--- Parts of the exercise ---
• 1. Rewrite the discussion of link verification from "Maybe text like" to "a GET request.", changing "GET request" to "GET call".
• 2. Put the saved entries from the line with "the washer door." to the line with "[[356, 231, 391, 285]]", both included, into a Markdown table with the columns Row and Line, leaving out blank lines.

Closed bear closed 8 years ago
That's interesting. How are you doing link verification with HEAD? Are you just looking for page existence? I'd imagine your implementation will have to support GET since the things linking to you are going to be arbitrary? I'm a bit curious about your use-case.
edit: "link verification" may be a bit overloaded. I mean, "how does one check to see if your url exists on their page with HEAD?"
Maybe text like section 3.1.1. you MAY perform a HEAD first
It sounds like this might need to be broken into two sentences/phrases. Obviously you can't check whether the source links to the target unless you do a GET request, since links only appear in the body. However an initial check of whether the source exists (e.g. it returns a redirect or HTTP 200) is a good idea to do before making a GET request.
What about this new expanded text, which includes changes suggested in #45?
If the receiver is going to use the Webmention in some way, (displaying it as a comment on a post, incrementing a "like" counter, notifying the author of a post), then it SHOULD verify that the source URL links to the target URL. To verify this, the receiver SHOULD first make an HTTP
HEAD
request to the target URL to follow redirects and check whether the target URL eventually returnsHTTP 200
. (The receiver SHOULD limit the number of redirects it follows.) Then, the receiver MUST make a GET request to fetch the body of the document.

Saved entries
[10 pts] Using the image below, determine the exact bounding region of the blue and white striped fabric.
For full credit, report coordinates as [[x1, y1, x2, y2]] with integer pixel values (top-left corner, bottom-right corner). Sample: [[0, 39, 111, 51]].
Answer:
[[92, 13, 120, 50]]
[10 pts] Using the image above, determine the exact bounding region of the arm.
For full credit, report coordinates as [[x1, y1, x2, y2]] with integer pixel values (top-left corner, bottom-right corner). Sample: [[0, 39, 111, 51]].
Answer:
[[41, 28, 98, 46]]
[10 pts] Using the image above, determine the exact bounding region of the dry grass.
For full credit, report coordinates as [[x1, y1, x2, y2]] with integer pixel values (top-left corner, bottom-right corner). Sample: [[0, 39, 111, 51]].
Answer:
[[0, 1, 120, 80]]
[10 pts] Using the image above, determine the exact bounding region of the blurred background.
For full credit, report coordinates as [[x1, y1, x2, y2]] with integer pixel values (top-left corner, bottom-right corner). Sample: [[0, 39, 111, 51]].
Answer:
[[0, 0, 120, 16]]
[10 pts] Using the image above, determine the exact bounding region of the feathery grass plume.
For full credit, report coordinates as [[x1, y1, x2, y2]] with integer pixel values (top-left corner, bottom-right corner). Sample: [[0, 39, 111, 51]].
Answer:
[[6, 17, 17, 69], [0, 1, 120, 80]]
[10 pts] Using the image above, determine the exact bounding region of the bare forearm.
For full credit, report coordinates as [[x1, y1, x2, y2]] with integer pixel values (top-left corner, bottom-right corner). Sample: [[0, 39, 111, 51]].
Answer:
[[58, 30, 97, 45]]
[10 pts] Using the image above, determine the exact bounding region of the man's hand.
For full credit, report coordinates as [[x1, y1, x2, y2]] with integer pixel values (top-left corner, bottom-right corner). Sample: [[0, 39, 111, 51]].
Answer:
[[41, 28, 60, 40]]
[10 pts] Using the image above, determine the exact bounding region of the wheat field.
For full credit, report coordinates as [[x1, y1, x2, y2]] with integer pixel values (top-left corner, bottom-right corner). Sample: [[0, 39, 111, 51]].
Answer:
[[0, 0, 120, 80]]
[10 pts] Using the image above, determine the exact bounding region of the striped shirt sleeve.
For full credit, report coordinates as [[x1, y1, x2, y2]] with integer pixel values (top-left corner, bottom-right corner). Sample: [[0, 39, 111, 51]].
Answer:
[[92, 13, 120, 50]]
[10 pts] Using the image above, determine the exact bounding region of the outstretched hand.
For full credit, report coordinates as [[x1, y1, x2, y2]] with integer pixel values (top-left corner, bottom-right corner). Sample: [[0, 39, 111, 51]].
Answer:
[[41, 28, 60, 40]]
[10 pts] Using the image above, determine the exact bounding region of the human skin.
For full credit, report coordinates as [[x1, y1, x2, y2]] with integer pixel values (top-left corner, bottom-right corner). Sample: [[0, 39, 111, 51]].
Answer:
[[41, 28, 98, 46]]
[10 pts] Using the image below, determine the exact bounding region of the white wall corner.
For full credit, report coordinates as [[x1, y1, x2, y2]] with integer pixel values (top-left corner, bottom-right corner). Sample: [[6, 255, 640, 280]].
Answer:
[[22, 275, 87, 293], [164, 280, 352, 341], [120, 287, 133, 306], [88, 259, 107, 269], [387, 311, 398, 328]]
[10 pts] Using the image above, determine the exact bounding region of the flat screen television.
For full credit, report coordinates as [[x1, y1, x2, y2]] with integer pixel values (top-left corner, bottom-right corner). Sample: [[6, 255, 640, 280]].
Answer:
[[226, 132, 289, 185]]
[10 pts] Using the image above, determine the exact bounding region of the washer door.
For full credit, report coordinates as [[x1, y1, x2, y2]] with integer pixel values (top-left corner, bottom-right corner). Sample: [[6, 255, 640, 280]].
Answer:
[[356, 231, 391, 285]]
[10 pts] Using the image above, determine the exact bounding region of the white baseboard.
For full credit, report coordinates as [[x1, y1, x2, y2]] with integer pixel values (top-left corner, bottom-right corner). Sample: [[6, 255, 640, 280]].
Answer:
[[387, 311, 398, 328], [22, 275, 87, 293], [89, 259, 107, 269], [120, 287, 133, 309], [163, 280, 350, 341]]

--- Final answers ---
• 1.
Maybe text like section 3.1.1. you MAY perform a HEAD first
It sounds like this might need to be broken into two sentences/phrases. Obviously you can't check whether the source links to the target unless you do a GET call, since links only appear in the body. However an initial check of whether the source exists (e.g. it returns a redirect or HTTP 200) is a good idea to do before making a GET call.

• 2.
| Row | Line |
|---|---|
| 1 | [10 pts] Using the image above, determine the exact bounding region of the washer door. |
| 2 | For full credit, report coordinates as [[x1, y1, x2, y2]] with integer pixel values (top-left corner, bottom-right corner). Sample: [[6, 255, 640, 280]]. |
| 3 | Answer: |
| 4 | [[356, 231, 391, 285]] |